(Entries provided Opens)

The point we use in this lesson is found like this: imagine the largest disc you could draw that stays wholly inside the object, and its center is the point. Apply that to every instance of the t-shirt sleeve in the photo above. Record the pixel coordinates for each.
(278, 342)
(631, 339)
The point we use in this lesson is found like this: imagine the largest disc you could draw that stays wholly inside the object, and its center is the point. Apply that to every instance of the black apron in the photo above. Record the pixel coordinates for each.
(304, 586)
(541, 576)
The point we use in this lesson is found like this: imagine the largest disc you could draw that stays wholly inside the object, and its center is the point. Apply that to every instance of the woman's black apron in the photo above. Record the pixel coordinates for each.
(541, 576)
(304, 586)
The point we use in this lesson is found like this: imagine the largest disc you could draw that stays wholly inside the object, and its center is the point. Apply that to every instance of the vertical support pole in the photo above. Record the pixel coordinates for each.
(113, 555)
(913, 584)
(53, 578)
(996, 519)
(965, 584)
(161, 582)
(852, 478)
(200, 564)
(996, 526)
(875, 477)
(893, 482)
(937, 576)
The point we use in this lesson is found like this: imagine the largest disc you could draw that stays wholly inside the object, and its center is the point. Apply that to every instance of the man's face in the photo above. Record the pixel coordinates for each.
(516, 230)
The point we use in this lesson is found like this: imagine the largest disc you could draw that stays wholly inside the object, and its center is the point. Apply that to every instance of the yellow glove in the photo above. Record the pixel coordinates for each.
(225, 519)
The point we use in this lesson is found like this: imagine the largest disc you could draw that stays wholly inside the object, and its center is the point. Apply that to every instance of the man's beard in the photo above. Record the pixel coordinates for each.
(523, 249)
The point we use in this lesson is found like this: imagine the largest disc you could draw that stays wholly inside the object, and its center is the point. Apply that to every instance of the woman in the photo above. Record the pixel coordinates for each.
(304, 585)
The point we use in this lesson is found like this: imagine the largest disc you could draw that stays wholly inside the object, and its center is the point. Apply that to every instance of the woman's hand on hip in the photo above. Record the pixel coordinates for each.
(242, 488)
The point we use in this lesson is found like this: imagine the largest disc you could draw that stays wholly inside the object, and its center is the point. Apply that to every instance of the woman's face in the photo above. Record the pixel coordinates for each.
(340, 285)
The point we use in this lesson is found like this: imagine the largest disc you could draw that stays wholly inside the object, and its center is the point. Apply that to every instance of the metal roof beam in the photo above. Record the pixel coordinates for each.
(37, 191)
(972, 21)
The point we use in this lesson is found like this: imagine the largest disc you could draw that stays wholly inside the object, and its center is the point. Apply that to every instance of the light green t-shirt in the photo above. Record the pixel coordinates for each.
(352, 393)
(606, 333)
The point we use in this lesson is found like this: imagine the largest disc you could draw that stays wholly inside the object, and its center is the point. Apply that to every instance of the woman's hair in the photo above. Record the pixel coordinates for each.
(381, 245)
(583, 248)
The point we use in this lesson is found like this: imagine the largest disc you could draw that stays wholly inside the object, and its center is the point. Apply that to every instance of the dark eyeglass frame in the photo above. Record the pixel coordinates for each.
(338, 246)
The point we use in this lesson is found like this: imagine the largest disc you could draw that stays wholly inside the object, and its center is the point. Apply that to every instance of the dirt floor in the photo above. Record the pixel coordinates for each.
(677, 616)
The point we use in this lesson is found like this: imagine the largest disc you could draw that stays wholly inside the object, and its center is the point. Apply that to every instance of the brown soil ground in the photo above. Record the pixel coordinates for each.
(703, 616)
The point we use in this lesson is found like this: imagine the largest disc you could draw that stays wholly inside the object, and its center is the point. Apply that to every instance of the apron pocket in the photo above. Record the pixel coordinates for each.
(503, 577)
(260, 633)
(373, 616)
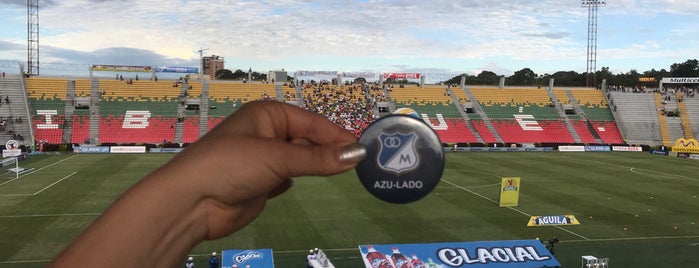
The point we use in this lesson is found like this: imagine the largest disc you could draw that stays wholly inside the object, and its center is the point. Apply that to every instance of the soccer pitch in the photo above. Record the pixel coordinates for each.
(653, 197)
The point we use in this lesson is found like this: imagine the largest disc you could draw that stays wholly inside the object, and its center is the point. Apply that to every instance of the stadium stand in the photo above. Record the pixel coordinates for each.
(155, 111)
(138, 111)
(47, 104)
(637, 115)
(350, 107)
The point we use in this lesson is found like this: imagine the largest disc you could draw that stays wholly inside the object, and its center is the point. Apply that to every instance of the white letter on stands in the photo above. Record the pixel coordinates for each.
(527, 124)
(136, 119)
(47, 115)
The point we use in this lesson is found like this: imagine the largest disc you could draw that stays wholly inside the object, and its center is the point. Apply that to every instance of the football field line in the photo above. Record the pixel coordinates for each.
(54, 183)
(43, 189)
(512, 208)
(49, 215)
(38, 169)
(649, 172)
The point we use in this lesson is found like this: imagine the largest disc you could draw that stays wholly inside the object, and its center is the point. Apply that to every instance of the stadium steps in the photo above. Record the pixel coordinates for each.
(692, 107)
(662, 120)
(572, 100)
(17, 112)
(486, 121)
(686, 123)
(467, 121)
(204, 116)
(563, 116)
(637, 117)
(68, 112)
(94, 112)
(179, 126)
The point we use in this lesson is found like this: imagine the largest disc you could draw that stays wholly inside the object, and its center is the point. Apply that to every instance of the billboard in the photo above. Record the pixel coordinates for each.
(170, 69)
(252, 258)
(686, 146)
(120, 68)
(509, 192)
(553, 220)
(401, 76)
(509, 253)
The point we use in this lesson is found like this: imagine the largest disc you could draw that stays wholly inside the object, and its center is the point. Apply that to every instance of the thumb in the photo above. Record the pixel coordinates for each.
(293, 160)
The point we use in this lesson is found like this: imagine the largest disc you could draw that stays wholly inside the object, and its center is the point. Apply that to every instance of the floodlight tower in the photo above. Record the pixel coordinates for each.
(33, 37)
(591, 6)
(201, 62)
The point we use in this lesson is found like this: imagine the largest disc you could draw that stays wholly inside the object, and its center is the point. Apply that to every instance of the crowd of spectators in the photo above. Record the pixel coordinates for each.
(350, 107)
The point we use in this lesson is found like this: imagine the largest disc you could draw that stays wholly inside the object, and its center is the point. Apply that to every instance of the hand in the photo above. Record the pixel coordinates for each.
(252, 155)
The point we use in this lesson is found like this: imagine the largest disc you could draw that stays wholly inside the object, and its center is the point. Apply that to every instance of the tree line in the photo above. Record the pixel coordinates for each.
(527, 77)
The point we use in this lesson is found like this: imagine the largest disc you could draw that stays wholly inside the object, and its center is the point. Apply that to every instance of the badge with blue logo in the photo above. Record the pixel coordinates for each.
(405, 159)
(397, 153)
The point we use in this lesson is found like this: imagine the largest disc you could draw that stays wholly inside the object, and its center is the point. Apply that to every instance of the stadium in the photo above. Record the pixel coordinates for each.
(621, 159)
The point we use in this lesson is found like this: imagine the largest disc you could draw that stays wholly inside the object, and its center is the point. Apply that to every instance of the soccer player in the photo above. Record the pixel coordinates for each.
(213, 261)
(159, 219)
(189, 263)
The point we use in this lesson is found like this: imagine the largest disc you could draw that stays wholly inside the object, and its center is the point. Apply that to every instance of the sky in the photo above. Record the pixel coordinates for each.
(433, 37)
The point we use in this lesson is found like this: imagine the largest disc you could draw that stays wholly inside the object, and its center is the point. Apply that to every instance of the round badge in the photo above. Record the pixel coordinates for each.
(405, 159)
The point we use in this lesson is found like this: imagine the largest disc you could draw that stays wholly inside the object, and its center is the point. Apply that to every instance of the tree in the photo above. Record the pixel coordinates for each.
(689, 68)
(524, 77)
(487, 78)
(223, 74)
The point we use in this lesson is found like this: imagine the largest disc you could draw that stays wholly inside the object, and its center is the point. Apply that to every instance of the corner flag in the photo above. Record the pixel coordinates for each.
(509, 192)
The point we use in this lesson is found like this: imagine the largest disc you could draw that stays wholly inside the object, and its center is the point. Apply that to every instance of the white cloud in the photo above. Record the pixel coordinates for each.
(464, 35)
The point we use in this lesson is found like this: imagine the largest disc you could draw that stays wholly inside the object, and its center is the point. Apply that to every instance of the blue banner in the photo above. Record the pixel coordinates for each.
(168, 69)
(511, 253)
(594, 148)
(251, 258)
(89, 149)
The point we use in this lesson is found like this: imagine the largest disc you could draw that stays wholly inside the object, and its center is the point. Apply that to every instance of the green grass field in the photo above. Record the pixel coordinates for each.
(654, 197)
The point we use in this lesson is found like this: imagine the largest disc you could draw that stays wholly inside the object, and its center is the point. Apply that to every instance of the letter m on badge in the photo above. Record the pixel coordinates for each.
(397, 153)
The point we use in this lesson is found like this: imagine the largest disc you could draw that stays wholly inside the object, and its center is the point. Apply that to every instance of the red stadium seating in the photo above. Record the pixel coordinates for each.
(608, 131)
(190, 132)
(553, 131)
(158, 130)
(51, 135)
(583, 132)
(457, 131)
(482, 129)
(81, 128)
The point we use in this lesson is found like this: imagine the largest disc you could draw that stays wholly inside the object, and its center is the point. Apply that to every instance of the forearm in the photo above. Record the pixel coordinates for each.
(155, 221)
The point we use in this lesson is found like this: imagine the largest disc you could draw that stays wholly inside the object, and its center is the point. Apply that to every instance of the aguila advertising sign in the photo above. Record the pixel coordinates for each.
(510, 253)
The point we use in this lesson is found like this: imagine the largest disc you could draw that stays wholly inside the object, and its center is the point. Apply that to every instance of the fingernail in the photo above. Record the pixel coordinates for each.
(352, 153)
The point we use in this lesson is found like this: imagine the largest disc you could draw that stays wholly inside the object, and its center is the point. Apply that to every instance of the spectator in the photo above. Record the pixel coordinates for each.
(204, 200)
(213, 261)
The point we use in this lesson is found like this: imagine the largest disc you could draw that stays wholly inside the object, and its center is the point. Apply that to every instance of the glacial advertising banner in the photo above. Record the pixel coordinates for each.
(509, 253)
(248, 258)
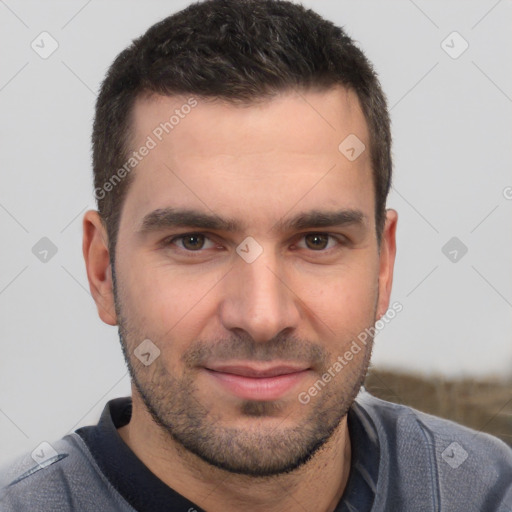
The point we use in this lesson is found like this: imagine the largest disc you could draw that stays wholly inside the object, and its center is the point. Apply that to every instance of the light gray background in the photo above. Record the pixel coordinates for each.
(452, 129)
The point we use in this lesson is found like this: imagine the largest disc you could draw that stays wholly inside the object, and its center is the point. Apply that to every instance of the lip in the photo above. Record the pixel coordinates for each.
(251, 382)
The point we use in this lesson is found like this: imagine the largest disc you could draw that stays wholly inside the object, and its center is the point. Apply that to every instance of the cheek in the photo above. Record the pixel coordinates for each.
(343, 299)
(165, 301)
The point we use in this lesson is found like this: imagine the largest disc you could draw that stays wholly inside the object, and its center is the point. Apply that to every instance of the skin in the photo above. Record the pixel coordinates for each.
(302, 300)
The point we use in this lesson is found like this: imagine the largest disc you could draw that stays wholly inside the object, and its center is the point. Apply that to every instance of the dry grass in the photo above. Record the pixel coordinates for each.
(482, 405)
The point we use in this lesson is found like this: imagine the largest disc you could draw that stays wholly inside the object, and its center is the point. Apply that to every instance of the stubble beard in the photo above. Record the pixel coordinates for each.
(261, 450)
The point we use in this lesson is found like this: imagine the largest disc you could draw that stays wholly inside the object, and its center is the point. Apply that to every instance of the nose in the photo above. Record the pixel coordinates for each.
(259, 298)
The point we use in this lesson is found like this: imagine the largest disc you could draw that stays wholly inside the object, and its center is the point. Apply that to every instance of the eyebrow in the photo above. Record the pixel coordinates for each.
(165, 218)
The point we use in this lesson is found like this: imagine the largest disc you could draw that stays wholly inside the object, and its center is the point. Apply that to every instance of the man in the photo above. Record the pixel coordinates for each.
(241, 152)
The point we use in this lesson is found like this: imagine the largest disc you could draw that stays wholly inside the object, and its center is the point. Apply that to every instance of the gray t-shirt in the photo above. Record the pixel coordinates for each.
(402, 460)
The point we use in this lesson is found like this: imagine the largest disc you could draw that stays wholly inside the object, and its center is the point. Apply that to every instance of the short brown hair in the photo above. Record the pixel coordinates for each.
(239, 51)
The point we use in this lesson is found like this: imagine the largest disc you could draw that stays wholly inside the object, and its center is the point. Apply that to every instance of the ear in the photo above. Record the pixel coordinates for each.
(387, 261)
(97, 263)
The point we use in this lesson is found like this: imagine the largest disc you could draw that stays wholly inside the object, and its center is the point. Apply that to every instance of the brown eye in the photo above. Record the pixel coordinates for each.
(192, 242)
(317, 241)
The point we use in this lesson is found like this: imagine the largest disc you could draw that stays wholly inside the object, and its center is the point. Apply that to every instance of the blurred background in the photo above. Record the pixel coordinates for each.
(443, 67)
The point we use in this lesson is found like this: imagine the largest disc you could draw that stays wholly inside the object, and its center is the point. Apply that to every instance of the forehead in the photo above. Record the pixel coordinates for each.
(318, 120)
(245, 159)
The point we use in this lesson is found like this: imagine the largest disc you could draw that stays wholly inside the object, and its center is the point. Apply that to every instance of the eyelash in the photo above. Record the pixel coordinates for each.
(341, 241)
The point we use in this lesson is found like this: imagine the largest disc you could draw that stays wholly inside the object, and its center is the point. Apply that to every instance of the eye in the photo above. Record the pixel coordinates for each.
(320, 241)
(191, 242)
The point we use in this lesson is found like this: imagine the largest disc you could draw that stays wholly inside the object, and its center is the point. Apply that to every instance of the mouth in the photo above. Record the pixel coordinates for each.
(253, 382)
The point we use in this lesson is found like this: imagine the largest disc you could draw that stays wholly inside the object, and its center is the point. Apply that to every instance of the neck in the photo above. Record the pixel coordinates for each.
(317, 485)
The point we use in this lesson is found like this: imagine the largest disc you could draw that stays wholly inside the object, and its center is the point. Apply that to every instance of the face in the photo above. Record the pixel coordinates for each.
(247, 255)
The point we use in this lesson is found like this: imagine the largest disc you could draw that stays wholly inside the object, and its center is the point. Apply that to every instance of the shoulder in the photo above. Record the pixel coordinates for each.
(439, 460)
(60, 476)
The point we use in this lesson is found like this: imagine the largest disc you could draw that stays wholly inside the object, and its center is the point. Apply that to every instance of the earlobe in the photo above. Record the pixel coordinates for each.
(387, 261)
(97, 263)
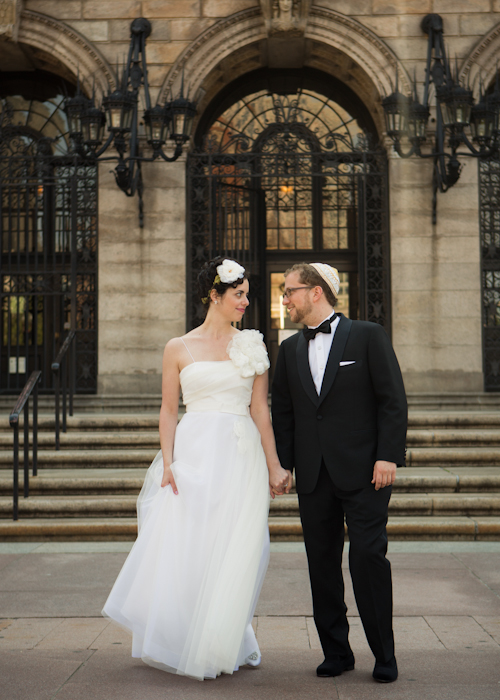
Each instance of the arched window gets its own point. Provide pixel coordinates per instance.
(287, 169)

(Entries provided Closes)

_Instructions for the task_
Output, exactly and with nothing else, the lines from the line containing "Each instance of" to the end of the entries.

_Answer to this exercise_
Each instance of the arched window gets its own point. Provide pixel coordinates per instance.
(287, 169)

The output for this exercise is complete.